Work required
The lines to reproduce run from the one containing "<point>312,197</point>" through the final line of the entries; write them out exactly and add nothing.

Records drawn from a dataset
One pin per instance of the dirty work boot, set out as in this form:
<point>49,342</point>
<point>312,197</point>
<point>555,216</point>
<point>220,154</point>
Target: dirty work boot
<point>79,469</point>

Answer to this task
<point>312,197</point>
<point>555,216</point>
<point>220,154</point>
Target: dirty work boot
<point>79,469</point>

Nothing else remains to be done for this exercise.